Work to complete:
Reply with only a number, the count of lines in the listing that include the word "closing".
□ □ □
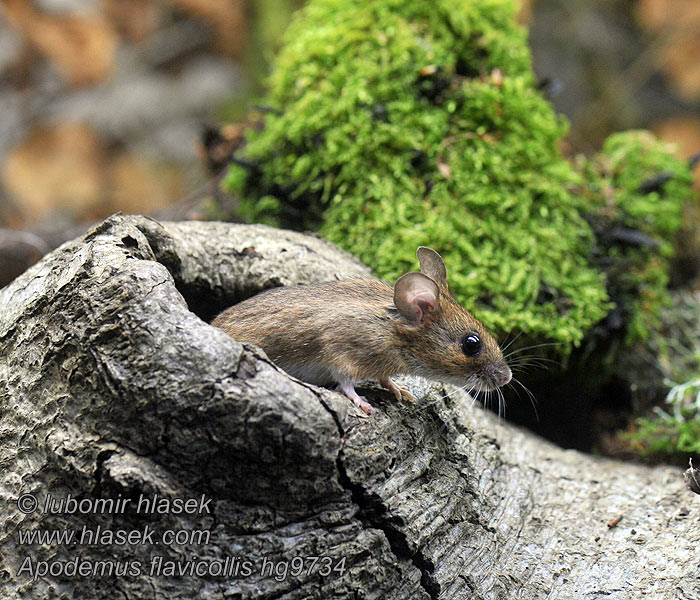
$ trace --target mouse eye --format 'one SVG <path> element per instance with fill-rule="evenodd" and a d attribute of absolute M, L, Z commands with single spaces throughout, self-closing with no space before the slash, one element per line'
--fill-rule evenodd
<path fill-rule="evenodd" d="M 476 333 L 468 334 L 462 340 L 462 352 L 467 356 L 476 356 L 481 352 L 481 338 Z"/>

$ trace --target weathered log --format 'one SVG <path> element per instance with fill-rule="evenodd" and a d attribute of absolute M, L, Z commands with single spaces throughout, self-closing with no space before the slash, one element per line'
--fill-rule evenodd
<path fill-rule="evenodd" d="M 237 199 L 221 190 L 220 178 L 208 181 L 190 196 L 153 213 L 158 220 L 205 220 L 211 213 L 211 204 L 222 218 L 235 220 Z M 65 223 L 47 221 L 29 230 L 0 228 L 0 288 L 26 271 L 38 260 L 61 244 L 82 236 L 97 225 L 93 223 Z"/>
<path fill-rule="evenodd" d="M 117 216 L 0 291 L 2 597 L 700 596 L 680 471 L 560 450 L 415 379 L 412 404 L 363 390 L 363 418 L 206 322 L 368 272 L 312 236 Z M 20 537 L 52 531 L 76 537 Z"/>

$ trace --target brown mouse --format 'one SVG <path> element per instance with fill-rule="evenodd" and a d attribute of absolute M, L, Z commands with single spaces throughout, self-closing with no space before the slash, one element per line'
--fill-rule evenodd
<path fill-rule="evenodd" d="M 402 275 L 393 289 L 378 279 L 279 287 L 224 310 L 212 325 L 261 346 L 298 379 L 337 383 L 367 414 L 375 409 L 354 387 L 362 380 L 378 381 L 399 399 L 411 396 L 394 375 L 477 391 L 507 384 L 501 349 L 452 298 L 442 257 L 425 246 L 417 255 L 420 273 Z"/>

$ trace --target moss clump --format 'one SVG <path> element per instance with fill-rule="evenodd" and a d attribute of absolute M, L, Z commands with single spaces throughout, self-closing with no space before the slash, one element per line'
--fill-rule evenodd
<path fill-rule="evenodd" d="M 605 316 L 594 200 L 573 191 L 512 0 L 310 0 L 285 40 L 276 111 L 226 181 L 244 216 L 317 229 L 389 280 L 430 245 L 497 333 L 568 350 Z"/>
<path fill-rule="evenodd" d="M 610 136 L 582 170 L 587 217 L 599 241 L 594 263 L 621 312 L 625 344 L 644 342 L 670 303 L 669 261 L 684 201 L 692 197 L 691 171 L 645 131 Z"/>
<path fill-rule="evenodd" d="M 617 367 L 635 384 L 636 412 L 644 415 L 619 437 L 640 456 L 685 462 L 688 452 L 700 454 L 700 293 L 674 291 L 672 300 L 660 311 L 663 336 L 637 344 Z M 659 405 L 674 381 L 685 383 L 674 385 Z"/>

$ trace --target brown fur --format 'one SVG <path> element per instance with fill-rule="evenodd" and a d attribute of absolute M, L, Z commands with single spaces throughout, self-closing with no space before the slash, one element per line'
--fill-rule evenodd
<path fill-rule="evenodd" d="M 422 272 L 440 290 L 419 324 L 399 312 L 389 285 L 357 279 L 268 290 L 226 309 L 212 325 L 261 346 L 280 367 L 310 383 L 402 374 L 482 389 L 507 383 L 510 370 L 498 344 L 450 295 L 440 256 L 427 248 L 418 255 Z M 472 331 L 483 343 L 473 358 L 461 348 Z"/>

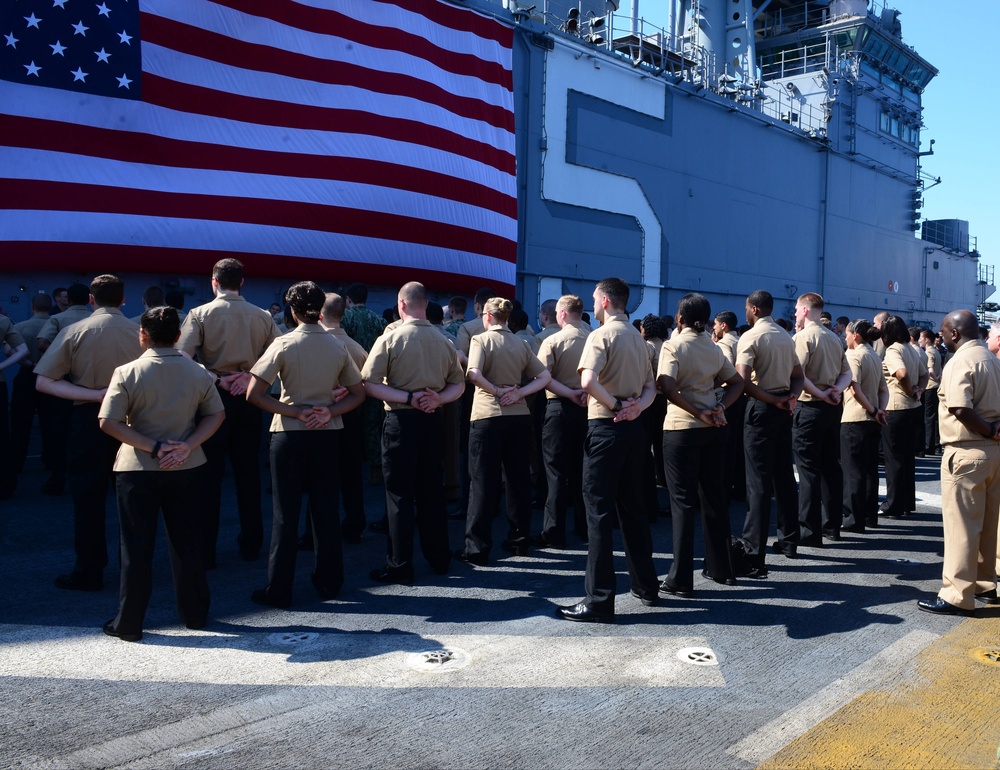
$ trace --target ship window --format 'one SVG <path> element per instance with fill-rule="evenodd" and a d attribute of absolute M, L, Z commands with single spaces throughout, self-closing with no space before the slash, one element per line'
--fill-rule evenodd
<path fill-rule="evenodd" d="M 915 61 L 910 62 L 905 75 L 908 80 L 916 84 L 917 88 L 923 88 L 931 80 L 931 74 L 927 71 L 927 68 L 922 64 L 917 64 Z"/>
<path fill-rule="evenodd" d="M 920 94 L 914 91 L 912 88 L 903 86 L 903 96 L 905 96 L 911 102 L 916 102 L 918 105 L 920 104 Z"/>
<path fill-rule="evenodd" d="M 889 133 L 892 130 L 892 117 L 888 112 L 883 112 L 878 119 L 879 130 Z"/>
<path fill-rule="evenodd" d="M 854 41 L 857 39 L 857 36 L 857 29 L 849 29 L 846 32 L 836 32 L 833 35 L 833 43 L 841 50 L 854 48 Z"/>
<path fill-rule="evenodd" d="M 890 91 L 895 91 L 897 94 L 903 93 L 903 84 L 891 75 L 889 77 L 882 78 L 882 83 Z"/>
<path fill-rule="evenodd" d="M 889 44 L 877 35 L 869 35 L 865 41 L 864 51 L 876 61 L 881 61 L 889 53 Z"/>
□ □ □
Response to this exercise:
6